▶ [DIRECTIONS]:
Please give these lines again, switching every "Expected behaviour" to "Desired result" and leaving everything else unchanged. Leave the pictures out of your answer.
>> Start
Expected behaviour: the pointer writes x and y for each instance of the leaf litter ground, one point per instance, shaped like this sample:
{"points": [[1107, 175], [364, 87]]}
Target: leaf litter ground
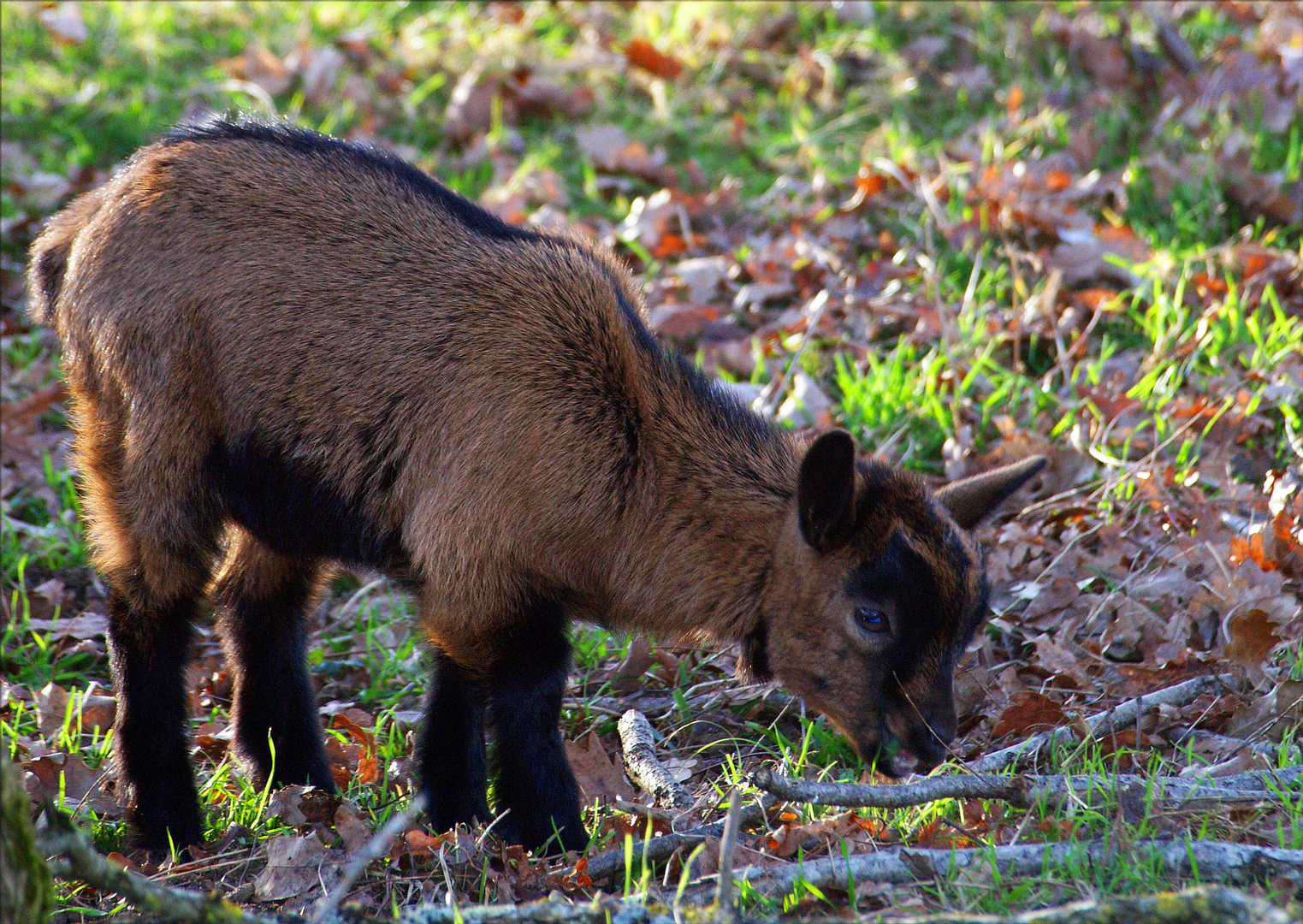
{"points": [[966, 234]]}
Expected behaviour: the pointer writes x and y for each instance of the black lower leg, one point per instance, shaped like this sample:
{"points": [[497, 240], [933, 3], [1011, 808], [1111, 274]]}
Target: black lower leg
{"points": [[532, 774], [278, 732], [149, 650], [451, 752]]}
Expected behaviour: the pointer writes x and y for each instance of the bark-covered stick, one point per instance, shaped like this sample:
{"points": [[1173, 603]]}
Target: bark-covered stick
{"points": [[1100, 724], [1215, 859], [645, 769], [727, 847], [610, 862], [1199, 904], [1024, 790]]}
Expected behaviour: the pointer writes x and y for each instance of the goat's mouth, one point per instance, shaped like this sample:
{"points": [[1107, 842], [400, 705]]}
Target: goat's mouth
{"points": [[889, 756]]}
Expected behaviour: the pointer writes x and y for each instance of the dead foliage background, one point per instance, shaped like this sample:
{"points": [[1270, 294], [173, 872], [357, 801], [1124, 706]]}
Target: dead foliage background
{"points": [[967, 234]]}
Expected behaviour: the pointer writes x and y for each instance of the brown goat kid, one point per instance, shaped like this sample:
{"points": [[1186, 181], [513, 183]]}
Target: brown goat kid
{"points": [[287, 351]]}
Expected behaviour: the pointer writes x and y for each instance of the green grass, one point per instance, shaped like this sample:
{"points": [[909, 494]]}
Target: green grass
{"points": [[834, 97]]}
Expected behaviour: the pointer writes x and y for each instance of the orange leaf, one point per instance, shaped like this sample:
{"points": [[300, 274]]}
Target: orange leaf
{"points": [[1016, 99], [1057, 180], [356, 732], [669, 246], [1203, 281], [1250, 637], [1253, 264], [643, 54], [1028, 712]]}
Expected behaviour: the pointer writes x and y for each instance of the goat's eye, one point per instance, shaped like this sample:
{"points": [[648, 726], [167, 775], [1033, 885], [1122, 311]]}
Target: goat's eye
{"points": [[872, 619]]}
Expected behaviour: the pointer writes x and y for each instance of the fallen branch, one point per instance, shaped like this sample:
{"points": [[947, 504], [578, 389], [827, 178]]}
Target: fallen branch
{"points": [[1027, 790], [1213, 859], [660, 849], [1200, 904], [1100, 724], [645, 769]]}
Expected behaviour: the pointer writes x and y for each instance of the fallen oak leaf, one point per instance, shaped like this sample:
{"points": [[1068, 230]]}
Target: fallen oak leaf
{"points": [[1250, 637], [643, 54]]}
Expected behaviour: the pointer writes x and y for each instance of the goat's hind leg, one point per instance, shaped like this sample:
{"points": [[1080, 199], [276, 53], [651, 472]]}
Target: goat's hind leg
{"points": [[154, 545], [262, 597], [451, 752]]}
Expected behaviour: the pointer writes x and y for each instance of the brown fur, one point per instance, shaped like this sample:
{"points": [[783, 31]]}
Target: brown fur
{"points": [[475, 412]]}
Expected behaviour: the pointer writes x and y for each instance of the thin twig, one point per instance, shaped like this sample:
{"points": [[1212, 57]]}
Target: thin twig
{"points": [[816, 311], [80, 861], [371, 850], [1026, 790], [607, 863], [1213, 859], [1100, 724]]}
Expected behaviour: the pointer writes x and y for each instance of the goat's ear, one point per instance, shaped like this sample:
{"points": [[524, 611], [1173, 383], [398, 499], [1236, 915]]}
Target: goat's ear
{"points": [[969, 500], [825, 495]]}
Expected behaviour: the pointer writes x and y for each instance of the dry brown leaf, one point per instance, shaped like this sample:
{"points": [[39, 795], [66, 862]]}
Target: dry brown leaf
{"points": [[64, 22], [258, 65], [82, 786], [294, 866], [351, 826], [597, 776], [643, 54], [1250, 637], [1028, 712]]}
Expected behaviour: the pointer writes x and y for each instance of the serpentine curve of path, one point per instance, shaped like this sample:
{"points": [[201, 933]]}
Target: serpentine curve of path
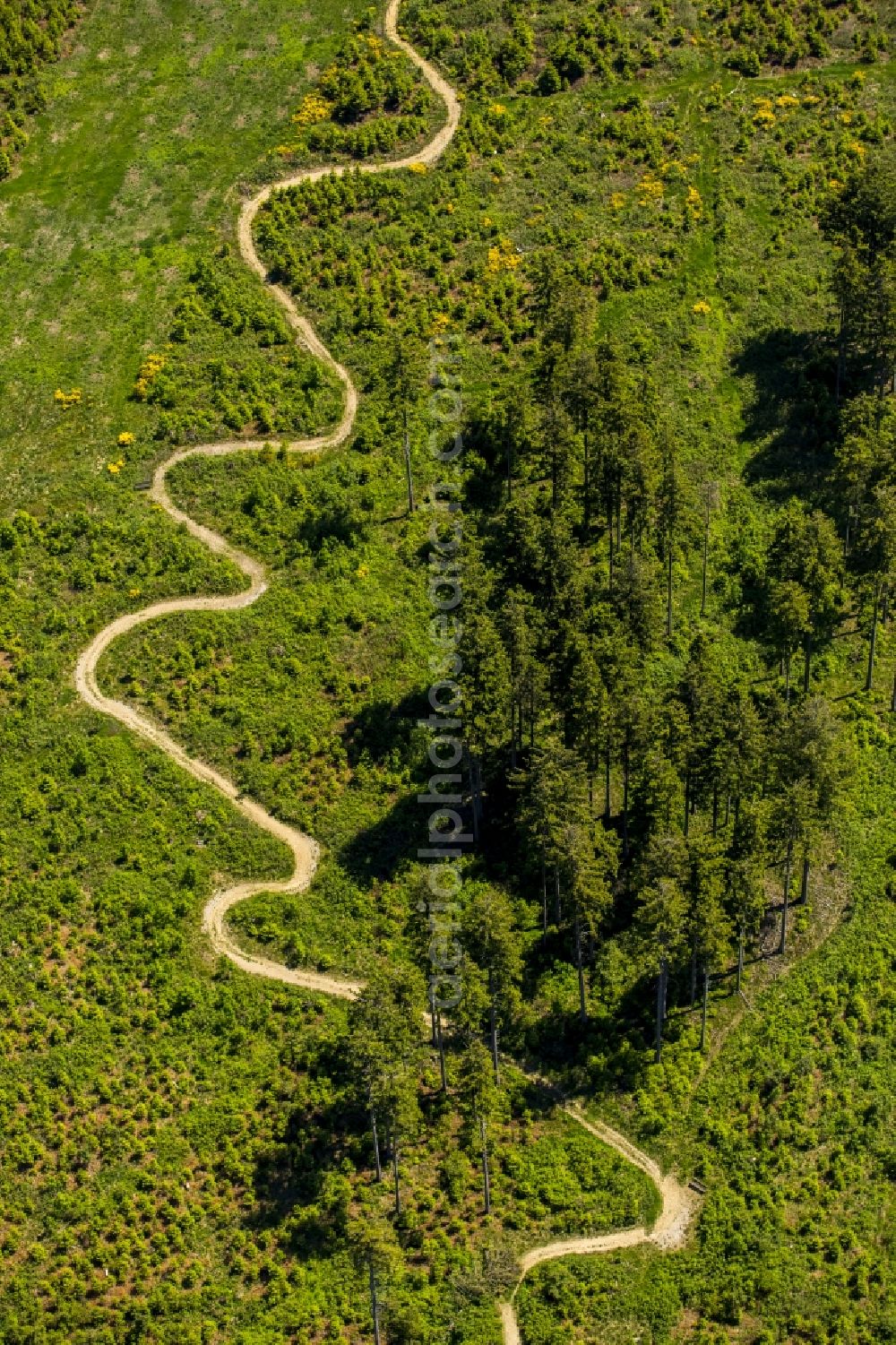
>> End
▶ [ANSWER TO THE PROBLEM]:
Desired result: the pointer writes x and y for each instance of the leaf litter ground, one point per instance, shaped like this sample:
{"points": [[1107, 175], [364, 87]]}
Target: leaf litter ground
{"points": [[966, 234]]}
Desired result: the pointer writes x and y for each instance of the black lower leg, one point per instance, shaped like this sample:
{"points": [[497, 240], [933, 3], [1011, 808], [1111, 274]]}
Target: black lower leg
{"points": [[532, 774], [278, 732], [149, 650], [451, 752]]}
Desired result: the pointer writes x and y for each instance of the bark-covered stick, one point per instance, shaped like this sample:
{"points": [[1173, 603]]}
Target: bark-covered stick
{"points": [[1100, 724], [1215, 859], [645, 769], [727, 847], [610, 862], [1199, 904], [1024, 790]]}
Desired result: the pointer writes x and y for each instance of the goat's mouth, one point per instance, shaped like this sample:
{"points": [[1107, 842], [400, 705]]}
Target: goat's mouth
{"points": [[889, 756]]}
Desired result: the pointer writes x and y for each instance of the dead foliage background, one point per instance, shaped like this sample:
{"points": [[1270, 294], [173, 872], [357, 801], [1124, 706]]}
Target: dead foliage background
{"points": [[967, 234]]}
Desired result: the pointer writes x and y for each instance of the brown goat kid, one point per instance, shaped like this sample:
{"points": [[1186, 181], [513, 183]]}
Target: brown goat kid
{"points": [[287, 351]]}
Desired result: the pointer writes x and y for each instance of the green grass, one point per instance, shaped like this sample:
{"points": [[909, 494]]}
Target: green grass
{"points": [[834, 97]]}
Desired result: the pointer writes x and y for each instance of the orange leaf, one point per instance, shaped like this sample:
{"points": [[300, 274]]}
Target: orange leaf
{"points": [[1016, 99], [1057, 180], [356, 732], [669, 246], [1203, 281], [1250, 637], [1253, 264], [643, 54], [1028, 712]]}
Desired result: the pointer writes x and y for each instance of the goat's eye, one point per instance, shaped like this sample:
{"points": [[648, 726], [167, 775], [1033, 885], [1122, 311]]}
Target: goat's eye
{"points": [[872, 619]]}
Desired result: the pointer writes x and y for each instance of the fallen branch, one point per instance, shaped like this sample:
{"points": [[947, 504], [578, 389], [827, 178]]}
Target: fallen branch
{"points": [[1027, 790], [1213, 859], [660, 849], [1200, 904], [1100, 724], [645, 769]]}
Desired result: the pointer writes x and y for each instance of the fallen oak leaf, one point per instance, shaped like this sample:
{"points": [[1068, 230]]}
Target: fallen oak leaf
{"points": [[1250, 637], [643, 54]]}
Desired result: the pointer writes x and y for each instance of the goat's hind leg, one point per instance, shaped like this sample:
{"points": [[1080, 199], [276, 53], [651, 472]]}
Target: goat's hind leg
{"points": [[154, 545], [262, 597], [451, 752]]}
Desired result: the pointer writes x and y for each instance of the brown fur, one point per instance, shaped like this sample:
{"points": [[783, 31]]}
Target: brown fur
{"points": [[475, 412]]}
Desired result: the pointer writes x and y for each instance of the thin twig, one point per instance, shaped like this sample:
{"points": [[1212, 57]]}
Target: thin twig
{"points": [[816, 311], [80, 861], [371, 850], [1026, 790], [607, 863], [1213, 859], [1100, 724]]}
Desired result: the pointer writes x and y for each instance of the goat's ear, one point per instance, shaped like this sample:
{"points": [[524, 611], [1173, 383], [398, 499], [1236, 915]]}
Target: goat's ear
{"points": [[969, 500], [825, 495]]}
Desired result: the pointer writes x and y for each instance of the dry brown leaf, one point per instance, shaped like this sample:
{"points": [[39, 795], [66, 862]]}
Target: dry brown leaf
{"points": [[64, 22], [258, 65], [82, 786], [294, 866], [351, 826], [597, 776], [643, 54], [1250, 637], [1028, 712]]}
Desired result: the pointer writes x and y for each instance of the serpentine curve of path, one point per instance, shaped like this sample:
{"points": [[201, 933]]}
Target: serpentine curve of path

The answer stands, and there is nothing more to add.